Recordo com ternura o nome dos meus filhos: Janet, Eliza,
Peter, Isaac, Royd e Oman.
Na escola onde vivia, havia um sistema de famílias: cada
aluno estava inserido numa família constituída por 6 a 8 alunos, os “filhos”, e
por 2 a três professores/voluntários, “os pais”. Foi assim que, mesmo sem me
aperceber, fui-me aproximando destas seis maravilhosas pessoas, que tanto me
inspiraram e que me continuam a inspirar.
A minha família e amigos na festa de despedida
Estes jovens, com idades compreendidas entre os 13 e os 25
anos (tinha uma filha mais velha que eu), tinham sido recrutados para aquela
escola a partir de centros de acolhimento para crianças de rua.
Muitos jovens que estavam na escola tinham roubado,
consumido drogas e alguns tinham-se mesmo prostituído.

+===+

Tarefas a fazer:
1: Copia do relato sobre a escola, sem mudar nada, tudo desde "Na escola onde" até "tinham-se mesmo prostituído.".
2: Escreve o que vem a seguir no relato sobre a escola, começando logo depois da última frase.

+===+

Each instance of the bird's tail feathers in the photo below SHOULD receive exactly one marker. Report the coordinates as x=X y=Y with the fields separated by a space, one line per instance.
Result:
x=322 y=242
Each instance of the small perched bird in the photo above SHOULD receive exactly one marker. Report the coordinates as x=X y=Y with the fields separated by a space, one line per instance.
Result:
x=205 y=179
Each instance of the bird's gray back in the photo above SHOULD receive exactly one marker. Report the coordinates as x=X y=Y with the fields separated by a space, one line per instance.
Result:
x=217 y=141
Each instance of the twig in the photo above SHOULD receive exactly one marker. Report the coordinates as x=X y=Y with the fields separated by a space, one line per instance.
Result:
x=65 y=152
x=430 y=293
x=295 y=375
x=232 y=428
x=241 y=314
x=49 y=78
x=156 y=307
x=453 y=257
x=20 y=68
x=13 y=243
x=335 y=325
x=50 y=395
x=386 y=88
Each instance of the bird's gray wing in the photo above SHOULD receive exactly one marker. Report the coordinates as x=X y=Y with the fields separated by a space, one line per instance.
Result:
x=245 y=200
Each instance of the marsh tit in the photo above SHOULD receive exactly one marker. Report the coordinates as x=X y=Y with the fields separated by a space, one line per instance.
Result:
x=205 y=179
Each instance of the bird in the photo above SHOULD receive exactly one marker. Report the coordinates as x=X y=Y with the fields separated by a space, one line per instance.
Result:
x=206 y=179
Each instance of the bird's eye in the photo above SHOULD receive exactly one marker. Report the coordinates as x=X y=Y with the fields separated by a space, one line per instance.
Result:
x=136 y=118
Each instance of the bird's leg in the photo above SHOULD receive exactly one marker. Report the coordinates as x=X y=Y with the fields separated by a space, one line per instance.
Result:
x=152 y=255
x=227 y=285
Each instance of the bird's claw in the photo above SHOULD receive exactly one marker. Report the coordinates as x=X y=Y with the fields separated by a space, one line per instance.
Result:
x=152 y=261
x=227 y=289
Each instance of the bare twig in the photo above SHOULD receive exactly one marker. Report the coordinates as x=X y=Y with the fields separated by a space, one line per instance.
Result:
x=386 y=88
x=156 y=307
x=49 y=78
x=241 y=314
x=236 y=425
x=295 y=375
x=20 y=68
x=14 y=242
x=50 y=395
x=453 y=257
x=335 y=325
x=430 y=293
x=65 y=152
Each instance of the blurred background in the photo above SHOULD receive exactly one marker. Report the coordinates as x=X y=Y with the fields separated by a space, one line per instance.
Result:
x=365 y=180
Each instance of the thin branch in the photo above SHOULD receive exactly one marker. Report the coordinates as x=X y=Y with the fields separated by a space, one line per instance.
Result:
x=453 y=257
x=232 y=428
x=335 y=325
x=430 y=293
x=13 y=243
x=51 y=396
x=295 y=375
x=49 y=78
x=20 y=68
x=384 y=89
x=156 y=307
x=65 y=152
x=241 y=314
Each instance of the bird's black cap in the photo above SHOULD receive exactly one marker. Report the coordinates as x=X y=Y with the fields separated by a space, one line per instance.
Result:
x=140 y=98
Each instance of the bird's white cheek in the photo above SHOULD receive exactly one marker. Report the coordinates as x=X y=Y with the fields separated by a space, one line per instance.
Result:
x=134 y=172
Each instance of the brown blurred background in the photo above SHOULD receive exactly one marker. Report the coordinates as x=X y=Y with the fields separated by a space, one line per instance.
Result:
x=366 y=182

+===+

Respostas por ordem:
1:
Na escola onde vivia, havia um sistema de famílias: cada
aluno estava inserido numa família constituída por 6 a 8 alunos, os “filhos”, e
por 2 a três professores/voluntários, “os pais”. Foi assim que, mesmo sem me
aperceber, fui-me aproximando destas seis maravilhosas pessoas, que tanto me
inspiraram e que me continuam a inspirar.
A minha família e amigos na festa de despedida
Estes jovens, com idades compreendidas entre os 13 e os 25
anos (tinha uma filha mais velha que eu), tinham sido recrutados para aquela
escola a partir de centros de acolhimento para crianças de rua.
Muitos jovens que estavam na escola tinham roubado,
consumido drogas e alguns tinham-se mesmo prostituído.

2:
Lembro-me bem do Peter, do Isaac, do Oman e da Eliza que,
estando no segundo período do sétimo ano, não sabiam ler, escrever, ou falar
bem inglês (a língua oficial da Zâmbia). Lembro-me bem que todos queriam passar
no exame no final do ano.
Imaginam alguém com 13 ou 14 anos sem saber ler? Pior ainda,
imaginam esse alguém a tentar por todas as maneiras passar o exame do final do
ano e não conseguir por falta de conhecimentos base? Imaginam esse alguém a
sentir-se humilhado, frustrado?
Esta realidade chocou-me. Chocou-me por muita gente não dar
valor à educação, dizer que a escola não
serve para nada... chocou-me por estes meninos que podiam ser tanta coisa, não
o poderem ser porque não têm acesso à educação básica. Sim, não falo de ensino
secundário ou de universidade, falo de aprender a ler, escrever e contar. O que
para nós é mais que básico.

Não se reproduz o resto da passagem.